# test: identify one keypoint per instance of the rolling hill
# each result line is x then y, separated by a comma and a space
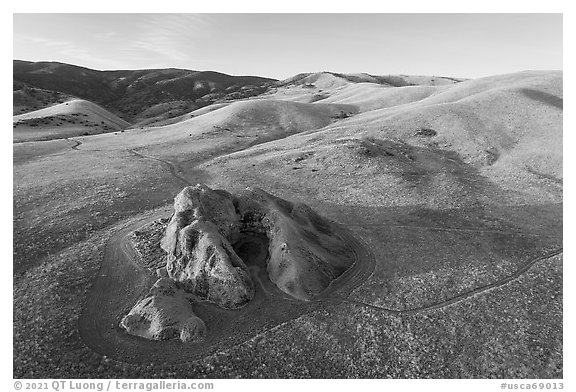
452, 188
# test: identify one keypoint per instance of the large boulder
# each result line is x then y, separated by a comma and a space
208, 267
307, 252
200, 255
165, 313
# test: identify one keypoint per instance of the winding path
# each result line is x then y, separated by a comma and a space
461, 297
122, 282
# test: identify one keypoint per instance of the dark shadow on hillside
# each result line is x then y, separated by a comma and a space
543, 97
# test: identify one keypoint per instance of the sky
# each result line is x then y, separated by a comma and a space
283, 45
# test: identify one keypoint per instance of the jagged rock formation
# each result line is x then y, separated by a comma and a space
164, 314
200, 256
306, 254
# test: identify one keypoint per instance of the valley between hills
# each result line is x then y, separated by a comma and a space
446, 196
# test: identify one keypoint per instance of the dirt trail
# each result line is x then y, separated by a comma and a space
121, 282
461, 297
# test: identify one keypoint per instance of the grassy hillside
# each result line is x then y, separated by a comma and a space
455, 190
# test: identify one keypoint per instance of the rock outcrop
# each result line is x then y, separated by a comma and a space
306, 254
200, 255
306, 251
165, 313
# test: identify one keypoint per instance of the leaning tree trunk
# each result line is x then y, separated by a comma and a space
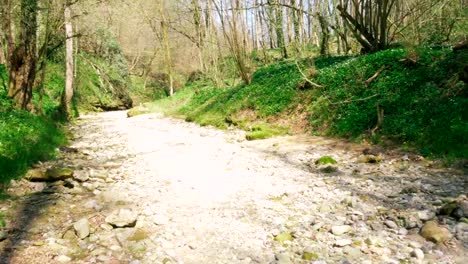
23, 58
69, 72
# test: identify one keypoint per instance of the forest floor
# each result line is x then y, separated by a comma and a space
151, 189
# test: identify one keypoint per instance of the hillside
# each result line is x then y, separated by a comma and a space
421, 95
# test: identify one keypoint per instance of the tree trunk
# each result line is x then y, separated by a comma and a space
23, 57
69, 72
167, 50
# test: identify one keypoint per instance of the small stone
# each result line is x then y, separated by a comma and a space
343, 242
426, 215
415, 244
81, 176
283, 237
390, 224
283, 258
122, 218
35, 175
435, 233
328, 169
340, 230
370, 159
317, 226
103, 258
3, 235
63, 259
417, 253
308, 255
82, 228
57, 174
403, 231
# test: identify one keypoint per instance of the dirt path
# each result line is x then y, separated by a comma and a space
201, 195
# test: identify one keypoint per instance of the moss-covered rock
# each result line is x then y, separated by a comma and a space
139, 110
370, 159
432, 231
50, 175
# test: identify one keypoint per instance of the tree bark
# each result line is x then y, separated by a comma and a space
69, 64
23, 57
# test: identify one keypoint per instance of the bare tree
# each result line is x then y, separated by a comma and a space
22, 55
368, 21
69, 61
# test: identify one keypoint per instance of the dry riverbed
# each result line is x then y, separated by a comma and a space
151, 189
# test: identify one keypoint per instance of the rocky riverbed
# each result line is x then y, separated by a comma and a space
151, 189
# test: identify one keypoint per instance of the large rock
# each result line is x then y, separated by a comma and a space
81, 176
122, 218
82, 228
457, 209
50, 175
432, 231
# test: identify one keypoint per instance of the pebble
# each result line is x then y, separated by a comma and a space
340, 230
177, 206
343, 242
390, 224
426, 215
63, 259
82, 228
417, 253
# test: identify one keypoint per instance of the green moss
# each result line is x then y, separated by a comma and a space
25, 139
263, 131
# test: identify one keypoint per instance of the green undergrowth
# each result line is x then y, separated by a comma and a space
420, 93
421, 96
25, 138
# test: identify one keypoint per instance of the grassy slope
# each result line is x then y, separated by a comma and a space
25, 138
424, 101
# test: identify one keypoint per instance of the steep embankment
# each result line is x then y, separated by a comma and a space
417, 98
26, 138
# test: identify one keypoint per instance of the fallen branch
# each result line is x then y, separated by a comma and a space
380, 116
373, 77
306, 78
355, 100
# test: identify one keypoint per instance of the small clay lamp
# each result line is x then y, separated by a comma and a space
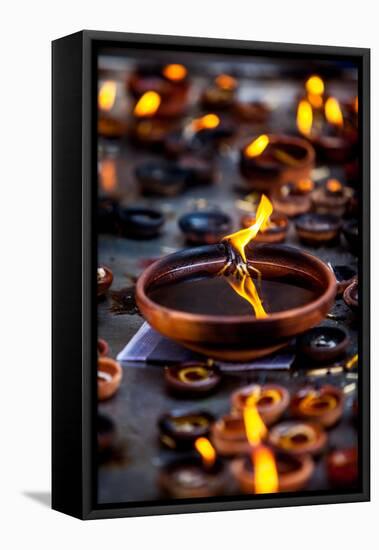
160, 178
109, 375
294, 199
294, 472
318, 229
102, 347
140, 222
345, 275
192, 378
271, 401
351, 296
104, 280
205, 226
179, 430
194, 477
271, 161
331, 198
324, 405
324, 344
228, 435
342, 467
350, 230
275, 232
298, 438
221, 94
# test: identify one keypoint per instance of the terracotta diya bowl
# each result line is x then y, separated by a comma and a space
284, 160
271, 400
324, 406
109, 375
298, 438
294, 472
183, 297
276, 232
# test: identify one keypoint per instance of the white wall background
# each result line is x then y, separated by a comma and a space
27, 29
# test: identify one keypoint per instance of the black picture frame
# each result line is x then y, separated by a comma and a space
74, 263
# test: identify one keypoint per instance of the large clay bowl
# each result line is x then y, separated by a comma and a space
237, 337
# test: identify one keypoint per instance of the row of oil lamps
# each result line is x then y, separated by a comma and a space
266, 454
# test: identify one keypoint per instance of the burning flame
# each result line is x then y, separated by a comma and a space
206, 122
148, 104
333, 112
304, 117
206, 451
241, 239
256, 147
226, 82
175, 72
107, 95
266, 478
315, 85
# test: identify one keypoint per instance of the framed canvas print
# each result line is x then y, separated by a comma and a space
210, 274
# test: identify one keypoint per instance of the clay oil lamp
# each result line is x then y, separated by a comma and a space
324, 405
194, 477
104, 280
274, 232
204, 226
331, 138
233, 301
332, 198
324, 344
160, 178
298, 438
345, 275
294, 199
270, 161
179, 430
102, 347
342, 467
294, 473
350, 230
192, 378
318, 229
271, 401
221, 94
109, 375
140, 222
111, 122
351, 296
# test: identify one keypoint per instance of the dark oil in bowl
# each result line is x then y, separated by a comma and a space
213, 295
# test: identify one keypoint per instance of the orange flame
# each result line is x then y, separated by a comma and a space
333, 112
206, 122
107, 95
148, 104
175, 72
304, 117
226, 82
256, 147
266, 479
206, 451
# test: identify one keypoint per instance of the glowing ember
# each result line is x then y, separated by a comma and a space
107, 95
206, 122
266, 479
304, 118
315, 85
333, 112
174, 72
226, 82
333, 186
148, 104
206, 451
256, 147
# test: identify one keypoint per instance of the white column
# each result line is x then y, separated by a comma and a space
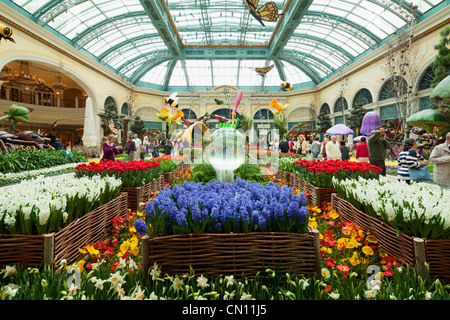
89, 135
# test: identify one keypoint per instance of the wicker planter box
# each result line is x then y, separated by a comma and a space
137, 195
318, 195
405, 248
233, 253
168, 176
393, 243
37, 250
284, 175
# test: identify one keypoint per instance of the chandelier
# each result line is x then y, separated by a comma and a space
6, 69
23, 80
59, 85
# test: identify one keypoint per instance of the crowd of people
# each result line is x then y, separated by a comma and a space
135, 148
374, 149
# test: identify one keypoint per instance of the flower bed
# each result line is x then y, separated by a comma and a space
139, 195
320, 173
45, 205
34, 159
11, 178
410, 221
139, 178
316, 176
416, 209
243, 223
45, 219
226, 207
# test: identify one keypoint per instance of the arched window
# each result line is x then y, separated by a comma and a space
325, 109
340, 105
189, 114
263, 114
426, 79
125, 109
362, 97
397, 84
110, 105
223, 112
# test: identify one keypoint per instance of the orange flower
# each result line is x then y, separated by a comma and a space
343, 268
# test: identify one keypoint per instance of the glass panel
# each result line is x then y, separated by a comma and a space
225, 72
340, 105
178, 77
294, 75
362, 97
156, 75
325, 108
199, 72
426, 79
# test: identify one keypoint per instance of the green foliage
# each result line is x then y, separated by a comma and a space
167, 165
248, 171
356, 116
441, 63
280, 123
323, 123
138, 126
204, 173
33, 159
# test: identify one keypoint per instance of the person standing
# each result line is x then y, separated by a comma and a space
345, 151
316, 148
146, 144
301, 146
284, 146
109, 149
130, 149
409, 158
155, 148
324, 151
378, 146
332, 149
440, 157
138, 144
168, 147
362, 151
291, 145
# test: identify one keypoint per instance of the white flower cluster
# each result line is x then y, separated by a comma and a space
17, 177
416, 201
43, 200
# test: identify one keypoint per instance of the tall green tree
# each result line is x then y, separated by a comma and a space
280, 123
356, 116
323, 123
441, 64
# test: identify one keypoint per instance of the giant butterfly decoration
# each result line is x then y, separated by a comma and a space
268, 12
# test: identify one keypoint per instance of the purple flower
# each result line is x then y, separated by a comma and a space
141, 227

══════════════════════════════

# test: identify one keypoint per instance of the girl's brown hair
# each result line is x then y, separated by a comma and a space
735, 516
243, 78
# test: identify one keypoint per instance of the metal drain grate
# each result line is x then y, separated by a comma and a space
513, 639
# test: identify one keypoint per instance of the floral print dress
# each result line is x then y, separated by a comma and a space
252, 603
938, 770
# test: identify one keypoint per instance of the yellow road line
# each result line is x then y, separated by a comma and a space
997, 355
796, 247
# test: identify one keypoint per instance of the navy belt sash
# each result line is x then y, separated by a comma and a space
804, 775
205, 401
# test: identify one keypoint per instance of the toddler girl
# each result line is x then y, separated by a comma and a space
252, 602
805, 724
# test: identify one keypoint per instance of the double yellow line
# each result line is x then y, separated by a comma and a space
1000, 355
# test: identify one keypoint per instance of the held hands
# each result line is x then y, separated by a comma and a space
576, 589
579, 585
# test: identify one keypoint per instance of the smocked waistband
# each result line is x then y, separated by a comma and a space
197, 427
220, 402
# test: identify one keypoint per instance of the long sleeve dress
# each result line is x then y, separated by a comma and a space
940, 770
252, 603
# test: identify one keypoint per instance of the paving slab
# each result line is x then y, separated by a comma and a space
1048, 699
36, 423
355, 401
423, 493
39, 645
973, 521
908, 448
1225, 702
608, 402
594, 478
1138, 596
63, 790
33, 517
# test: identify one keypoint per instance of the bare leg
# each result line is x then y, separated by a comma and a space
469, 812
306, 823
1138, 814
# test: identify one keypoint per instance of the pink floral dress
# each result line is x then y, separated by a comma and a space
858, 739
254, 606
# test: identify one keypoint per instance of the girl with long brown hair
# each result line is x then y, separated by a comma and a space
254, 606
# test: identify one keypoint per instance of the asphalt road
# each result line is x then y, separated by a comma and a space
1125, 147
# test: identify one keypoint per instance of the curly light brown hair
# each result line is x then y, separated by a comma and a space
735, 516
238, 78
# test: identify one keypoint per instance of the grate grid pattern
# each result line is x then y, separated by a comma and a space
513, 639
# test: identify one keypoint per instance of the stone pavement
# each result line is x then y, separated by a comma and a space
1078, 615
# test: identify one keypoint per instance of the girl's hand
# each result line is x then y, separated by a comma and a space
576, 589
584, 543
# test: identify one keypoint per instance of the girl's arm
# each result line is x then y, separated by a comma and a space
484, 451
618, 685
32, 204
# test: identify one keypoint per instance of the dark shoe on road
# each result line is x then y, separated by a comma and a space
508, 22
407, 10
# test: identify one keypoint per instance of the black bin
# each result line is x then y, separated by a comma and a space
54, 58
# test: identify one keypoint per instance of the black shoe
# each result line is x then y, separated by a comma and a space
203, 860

══════════════════════════════

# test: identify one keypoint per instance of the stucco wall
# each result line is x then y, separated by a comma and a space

══════════════════════════════

*Exercise directions*.
Search the listing for the string "tree". Copy each line where it turns up.

*Problem solution*.
# test: identify one keypoint per instance of the leaning tree trunk
# test: identify one keypoint per instance of the tree trunk
# test: identify one keypoint per instance of the tree bark
# test: identify one keypoint per instance of the bare tree
# test: identify one keypoint per instance of the tall green tree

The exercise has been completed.